§ **GIVEN PROBLEM**:
Continue the ASN.1 mailing-list post below, picking up after its last line.

§ **DOCUMENT**:
+ + + + +

[Cryptography] Is ASN.1 still the thing?

Sat Nov 25 22:57:54 EST 2017

On Sat, Nov 25, 2017 at 12:32:59PM +0100, Florian Weimer wrote:
> * Peter Gutmann:
> > ASN.1 has a lot of design-by-committee junk in it (the date format, for
> > example), but BER and DER are pretty clean.

ASN.1 is pretty clean, but BER/DER/CER are all crap (mainly the TLV
thing, and the poor choices made for canonicalization in DER and CER).

> What I find very hard, as someone who has never been formally trained
> in the ASN.1 arts, is going from a specification like this:

I've never been formally trained in ASN.1 either.

>    Certificate  ::=  SEQUENCE  {
>         tbsCertificate       TBSCertificate,
>         signatureAlgorithm   AlgorithmIdentifier,
>         signatureValue       BIT STRING  }
> 
>    TBSCertificate  ::=  SEQUENCE  {
>         version         [0]  EXPLICIT Version DEFAULT v1,
>         serialNumber         CertificateSerialNumber,
>         signature            AlgorithmIdentifier,
>         issuer               Name,
>         validity             Validity,
>         subject              Name,
>         subjectPublicKeyInfo SubjectPublicKeyInfo,
>         issuerUniqueID  [1]  IMPLICIT UniqueIdentifier OPTIONAL,
>                              -- If present, version MUST be v2 or v3
>         subjectUniqueID [2]  IMPLICIT UniqueIdentifier OPTIONAL,
>                              -- If present, version MUST be v2 or v3
>         extensions      [3]  EXPLICIT Extensions OPTIONAL
>                              -- If present, version MUST be v3
>         }
> 
> to the BER/DER encoding.  The problem is this:
> 
>         version         [0]  EXPLICIT Version DEFAULT v1,
> 
> which has a funny impact on the encoding, which turns out rather
> irregular at this point.  The reset is pretty boring TLV stuff and
> easy to implement, but I never found a specification of what
> *actually* happens here.  If it's described in X.690 (07/2002), I
> really don't see it.

Are you referring to the EXPLICIT keyword?

Explicit tagging -> TLV nesting.  I.e., TLV' where V' is the underlying
TLV, so: TLTLV.

That's right: extra redundantly and ridiculously wasteful.

+ + + + +

§ **DATA EXCERPTS**:
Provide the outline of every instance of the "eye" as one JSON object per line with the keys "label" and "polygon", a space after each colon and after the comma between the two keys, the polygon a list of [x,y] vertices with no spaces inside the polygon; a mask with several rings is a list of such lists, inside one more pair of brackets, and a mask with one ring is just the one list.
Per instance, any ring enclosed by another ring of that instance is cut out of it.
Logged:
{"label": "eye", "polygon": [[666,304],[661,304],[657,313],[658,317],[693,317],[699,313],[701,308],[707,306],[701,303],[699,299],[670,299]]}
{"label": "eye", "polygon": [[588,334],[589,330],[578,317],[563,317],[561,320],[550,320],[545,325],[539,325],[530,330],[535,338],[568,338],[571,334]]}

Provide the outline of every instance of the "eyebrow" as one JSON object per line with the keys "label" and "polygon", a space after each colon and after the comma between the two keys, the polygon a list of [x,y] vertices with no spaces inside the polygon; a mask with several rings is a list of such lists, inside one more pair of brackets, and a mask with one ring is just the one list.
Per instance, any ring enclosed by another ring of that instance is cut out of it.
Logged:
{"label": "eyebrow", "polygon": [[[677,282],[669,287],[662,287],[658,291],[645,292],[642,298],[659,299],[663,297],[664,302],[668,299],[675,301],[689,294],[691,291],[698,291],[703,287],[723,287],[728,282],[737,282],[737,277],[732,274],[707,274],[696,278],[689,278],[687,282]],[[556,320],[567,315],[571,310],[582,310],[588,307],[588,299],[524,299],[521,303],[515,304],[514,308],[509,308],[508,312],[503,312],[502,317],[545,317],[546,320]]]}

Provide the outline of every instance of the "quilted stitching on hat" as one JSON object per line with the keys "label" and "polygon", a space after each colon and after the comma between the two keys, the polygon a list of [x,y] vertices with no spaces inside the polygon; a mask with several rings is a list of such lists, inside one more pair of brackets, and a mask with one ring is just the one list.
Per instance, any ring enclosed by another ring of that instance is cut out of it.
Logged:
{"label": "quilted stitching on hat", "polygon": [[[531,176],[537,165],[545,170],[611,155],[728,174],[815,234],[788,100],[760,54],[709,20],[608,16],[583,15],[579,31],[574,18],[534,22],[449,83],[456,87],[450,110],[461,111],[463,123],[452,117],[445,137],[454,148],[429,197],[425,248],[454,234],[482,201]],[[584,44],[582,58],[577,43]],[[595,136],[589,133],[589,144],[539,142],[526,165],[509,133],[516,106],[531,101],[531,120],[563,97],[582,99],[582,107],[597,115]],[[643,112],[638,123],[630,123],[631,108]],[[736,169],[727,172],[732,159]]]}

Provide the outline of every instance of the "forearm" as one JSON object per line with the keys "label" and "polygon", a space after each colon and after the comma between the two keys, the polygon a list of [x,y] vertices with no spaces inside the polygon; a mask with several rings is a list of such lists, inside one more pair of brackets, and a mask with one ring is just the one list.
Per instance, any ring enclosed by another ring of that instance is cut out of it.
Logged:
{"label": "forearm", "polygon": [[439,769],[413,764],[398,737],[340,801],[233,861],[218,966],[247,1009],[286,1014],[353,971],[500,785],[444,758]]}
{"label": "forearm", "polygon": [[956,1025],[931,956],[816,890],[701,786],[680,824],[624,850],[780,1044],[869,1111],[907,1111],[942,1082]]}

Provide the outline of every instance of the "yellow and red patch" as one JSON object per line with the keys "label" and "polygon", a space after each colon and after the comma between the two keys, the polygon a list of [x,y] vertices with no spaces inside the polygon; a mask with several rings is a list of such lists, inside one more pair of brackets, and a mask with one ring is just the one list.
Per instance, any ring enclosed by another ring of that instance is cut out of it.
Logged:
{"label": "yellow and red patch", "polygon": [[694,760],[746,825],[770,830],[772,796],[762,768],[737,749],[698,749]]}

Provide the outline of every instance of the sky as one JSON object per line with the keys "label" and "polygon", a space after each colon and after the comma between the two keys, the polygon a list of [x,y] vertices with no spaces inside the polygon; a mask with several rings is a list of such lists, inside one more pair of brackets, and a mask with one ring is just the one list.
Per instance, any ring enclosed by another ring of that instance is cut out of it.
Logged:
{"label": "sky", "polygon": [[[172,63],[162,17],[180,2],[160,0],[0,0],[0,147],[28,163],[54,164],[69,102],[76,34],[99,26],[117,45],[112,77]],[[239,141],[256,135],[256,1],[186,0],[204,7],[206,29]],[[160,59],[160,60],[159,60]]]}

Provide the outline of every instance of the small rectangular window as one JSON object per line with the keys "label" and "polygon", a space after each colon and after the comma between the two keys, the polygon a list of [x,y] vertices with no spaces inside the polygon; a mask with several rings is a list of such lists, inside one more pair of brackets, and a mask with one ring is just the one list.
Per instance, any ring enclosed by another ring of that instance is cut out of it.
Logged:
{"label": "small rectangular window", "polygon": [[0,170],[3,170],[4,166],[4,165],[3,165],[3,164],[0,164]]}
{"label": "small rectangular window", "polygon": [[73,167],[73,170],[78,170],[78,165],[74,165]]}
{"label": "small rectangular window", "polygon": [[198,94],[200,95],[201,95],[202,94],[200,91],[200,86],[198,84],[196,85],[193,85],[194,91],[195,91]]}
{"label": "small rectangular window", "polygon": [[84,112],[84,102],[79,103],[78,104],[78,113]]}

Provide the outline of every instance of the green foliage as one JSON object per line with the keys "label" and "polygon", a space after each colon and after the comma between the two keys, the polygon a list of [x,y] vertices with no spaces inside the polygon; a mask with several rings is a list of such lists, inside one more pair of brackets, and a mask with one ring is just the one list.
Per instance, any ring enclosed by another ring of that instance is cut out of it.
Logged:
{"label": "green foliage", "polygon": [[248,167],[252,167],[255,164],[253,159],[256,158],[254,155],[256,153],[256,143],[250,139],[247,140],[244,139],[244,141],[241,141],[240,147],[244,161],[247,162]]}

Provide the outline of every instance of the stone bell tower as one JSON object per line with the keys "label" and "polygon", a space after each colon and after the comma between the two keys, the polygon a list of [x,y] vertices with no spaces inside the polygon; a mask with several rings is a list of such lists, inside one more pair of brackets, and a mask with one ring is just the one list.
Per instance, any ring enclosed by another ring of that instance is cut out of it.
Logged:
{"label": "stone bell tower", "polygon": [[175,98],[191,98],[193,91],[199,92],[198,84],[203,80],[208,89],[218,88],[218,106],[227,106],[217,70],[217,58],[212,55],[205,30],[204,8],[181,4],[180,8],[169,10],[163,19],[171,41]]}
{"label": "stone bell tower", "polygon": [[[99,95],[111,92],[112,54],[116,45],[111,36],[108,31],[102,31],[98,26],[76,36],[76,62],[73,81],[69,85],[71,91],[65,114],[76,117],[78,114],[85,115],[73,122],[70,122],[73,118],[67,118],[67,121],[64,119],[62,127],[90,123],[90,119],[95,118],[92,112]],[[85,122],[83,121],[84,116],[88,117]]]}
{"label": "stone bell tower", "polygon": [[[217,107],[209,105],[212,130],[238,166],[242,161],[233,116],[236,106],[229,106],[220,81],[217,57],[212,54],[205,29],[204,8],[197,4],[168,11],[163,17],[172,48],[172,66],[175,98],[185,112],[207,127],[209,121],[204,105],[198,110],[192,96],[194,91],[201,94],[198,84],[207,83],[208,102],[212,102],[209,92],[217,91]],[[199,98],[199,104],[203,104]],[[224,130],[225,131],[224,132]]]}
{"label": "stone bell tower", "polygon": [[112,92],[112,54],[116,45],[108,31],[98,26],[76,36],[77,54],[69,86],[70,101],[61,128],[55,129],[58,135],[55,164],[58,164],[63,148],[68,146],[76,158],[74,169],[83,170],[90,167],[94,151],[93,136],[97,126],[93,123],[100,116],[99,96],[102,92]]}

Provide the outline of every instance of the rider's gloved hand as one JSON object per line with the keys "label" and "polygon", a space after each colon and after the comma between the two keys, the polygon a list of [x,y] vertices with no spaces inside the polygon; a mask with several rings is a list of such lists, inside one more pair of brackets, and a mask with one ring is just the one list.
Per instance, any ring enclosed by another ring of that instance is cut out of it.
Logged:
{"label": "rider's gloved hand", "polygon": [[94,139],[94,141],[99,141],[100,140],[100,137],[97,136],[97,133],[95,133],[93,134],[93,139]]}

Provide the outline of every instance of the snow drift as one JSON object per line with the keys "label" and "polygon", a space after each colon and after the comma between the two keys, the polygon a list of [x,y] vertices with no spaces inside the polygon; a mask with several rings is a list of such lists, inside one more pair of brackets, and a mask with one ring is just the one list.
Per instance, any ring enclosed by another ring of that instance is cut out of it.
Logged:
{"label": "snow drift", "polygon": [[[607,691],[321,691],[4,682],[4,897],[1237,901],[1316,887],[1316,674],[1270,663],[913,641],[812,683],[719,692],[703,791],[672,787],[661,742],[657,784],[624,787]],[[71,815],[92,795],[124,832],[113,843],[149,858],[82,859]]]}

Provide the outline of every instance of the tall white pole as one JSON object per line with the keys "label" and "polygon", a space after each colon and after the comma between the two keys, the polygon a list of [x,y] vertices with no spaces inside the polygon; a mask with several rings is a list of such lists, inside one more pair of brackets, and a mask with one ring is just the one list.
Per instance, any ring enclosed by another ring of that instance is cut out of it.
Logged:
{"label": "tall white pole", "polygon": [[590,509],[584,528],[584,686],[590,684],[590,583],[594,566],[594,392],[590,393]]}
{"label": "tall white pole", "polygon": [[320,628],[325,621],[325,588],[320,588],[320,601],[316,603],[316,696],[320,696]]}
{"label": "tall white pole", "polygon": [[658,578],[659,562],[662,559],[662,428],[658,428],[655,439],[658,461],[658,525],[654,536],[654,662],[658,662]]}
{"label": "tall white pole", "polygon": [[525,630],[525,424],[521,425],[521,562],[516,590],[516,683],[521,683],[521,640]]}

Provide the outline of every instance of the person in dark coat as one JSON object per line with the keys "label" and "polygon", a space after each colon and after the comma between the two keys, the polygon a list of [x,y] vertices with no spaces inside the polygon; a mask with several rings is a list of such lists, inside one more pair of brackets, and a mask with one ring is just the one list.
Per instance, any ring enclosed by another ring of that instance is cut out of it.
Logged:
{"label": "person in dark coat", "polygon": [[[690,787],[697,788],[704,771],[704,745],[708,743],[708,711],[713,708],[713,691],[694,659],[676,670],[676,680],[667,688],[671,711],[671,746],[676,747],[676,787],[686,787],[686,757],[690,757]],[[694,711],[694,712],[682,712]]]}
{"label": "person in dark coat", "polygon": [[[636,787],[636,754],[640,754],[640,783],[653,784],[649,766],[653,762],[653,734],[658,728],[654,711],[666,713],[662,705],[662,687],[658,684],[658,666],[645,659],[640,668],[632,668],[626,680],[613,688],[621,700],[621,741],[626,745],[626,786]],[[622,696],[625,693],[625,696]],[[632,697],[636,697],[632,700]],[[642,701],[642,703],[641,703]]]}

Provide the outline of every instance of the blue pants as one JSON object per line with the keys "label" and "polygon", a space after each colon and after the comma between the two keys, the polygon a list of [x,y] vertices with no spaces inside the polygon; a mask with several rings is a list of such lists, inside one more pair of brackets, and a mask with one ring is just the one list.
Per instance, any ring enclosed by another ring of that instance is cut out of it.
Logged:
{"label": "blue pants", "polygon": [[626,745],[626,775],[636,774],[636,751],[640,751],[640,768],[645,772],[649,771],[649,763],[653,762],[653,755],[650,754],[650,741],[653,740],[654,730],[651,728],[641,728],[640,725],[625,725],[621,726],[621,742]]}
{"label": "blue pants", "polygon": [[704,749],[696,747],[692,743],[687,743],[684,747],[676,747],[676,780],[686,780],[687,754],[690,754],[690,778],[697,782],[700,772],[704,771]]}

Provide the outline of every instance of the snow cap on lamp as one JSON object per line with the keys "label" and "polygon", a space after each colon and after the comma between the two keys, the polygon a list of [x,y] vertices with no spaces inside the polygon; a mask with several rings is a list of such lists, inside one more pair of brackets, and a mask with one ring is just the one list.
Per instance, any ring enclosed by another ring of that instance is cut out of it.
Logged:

+ + + + +

§ **RESPONSE BELOW**:
Here you get:

  Tag(CONTEXT, 0) || Length(Tag(UNIVERSAL, INTEGER) ||
                        Length(<encoding of INTEGER 0, 1, or 2>) ||
                        <encoding of INTEGER 0, 1, or 2)

What was the point of using EXPLICIT tagging for that field and IMPLICIT
for the rest?  I don't know, and so far I can't think of an obvious
reason.

(While we're on the subject of mistakes in x.509, it's very unnatural to
 apply a signature to a subset of a PDU (in this case, tbsCertificate).
 tbsCertificate should have been an OCTET STRING containing the
 TBSCertificate.  But whatever.)

As for where this is described...  It's described in x.690, section
8.14.  It's also referred to in a few places in x.680.

 - x.690, 8.14:

   8.14 Encoding of a tagged value
   8.14.1 The encoding of a tagged value shall be derived from the complete
          encoding of the corresponding data value of the type appearing
          in the "TaggedType" notation (called the base encoding) as
          specified in 8.14.2 and 8.14.3.
   8.14.2 If implicit tagging (see ITU-T Rec. X.680 | ISO/IEC 8824-1,
          30.6) was not used in the definition of the type, the encoding
          shall be constructed and the contents octets shall be the
          complete base encoding.
   8.14.3 If implicit tagging was used in the definition of the type, then:
          a)     the encoding shall be constructed if the base encoding
                 is constructed, and shall be primitive otherwise; and
          b)     the contents octets shall be the same as the contents
                 octets of the base encoding.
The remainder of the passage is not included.